_Instrução dada 1_:
Indique se cada afirmação abaixo está de acordo com o trecho do texto, respondendo sim ou não e citando literalmente as palavras que decidem a questão. (a) A narradora costuma enxugar as lágrimas com um lenço que traz na bolsa. (b) Quando Chico Buarque entrou no palco, a narradora manteve sua elegância habitual. (c) A narradora afirma já ter compreendido por que chorou tanto.
_Instrução dada 2_:
Transcreva do trecho do texto a parte que começa em "Por Marina C" e prossegue até "uma outra vez’.".

_Trecho do texto_:
######
Tecendo histórias sobre o Luto

Foto de @eber.lein_fotos

Por Marina C Smith

O tempo da delicadeza

Geralmente, quando eu me emociono em algum evento artístico, meus olhos se enchem d’água e algumas discretas lágrimas escorrem, mas costumo manter uma certa elegância, enxugando-as com a ponta de um lenço estratégico que trago em minha bolsa. Mas nada foi desse jeito quando Chico Buarque entrou no palco. Eu sei, é quase um lugar-comum anunciar o amor platônico pelo Chico, mas sou uma mulher comum, tenho que confessar.

Na verdade, foi como um assalto de emoção à voz cantada. Incontrolável, estou até hoje tentando entender como se despejou tanto choro de forma tão disruptiva. Aos soluços, fui tentando abarcar esse rio caudaloso, ‘que recolhe todo o sentimento e bota no corpo uma outra vez’.
######
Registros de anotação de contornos

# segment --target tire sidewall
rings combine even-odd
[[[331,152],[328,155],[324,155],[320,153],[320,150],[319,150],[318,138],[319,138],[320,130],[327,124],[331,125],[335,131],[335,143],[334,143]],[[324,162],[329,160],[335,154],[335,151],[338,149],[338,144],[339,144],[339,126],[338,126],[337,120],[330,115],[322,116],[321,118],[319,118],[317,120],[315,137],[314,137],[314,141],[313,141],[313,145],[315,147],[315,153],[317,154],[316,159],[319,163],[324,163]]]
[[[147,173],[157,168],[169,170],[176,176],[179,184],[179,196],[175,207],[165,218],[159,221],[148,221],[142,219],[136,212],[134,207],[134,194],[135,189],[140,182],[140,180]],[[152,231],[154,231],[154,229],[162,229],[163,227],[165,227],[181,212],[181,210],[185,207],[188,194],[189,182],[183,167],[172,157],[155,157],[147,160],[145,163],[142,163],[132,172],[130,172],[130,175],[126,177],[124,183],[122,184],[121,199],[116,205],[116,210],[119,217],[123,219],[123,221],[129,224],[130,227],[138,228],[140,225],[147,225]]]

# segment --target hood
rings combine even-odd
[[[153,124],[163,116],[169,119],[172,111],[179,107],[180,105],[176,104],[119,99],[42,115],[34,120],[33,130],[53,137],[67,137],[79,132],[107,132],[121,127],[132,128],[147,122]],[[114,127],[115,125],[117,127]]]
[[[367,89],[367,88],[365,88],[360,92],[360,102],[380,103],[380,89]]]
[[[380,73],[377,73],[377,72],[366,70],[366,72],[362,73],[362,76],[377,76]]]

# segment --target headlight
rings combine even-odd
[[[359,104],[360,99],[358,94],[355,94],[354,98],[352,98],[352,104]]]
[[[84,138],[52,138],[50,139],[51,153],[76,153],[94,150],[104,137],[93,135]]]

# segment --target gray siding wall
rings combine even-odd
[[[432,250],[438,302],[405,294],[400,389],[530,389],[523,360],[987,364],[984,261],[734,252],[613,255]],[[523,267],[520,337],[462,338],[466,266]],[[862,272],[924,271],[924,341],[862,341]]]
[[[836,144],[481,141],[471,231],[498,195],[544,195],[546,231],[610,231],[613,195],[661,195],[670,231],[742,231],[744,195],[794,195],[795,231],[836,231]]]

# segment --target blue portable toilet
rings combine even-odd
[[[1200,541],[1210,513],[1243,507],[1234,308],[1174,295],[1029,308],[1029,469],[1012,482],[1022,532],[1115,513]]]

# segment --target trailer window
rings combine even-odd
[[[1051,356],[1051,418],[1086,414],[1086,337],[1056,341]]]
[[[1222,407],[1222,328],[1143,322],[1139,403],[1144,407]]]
######
_Resposta à tarefa 1_:
(a) Sim: "enxugando-as com a ponta de um lenço estratégico que trago em minha bolsa".
(b) Não: "Mas nada foi desse jeito quando Chico Buarque entrou no palco."
(c) Não: "estou até hoje tentando entender como se despejou tanto choro de forma tão disruptiva".

_Resposta à tarefa 2_:
Por Marina C Smith

O tempo da delicadeza

Geralmente, quando eu me emociono em algum evento artístico, meus olhos se enchem d’água e algumas discretas lágrimas escorrem, mas costumo manter uma certa elegância, enxugando-as com a ponta de um lenço estratégico que trago em minha bolsa. Mas nada foi desse jeito quando Chico Buarque entrou no palco. Eu sei, é quase um lugar-comum anunciar o amor platônico pelo Chico, mas sou uma mulher comum, tenho que confessar.

Na verdade, foi como um assalto de emoção à voz cantada. Incontrolável, estou até hoje tentando entender como se despejou tanto choro de forma tão disruptiva. Aos soluços, fui tentando abarcar esse rio caudaloso, ‘que recolhe todo o sentimento e bota no corpo uma outra vez’.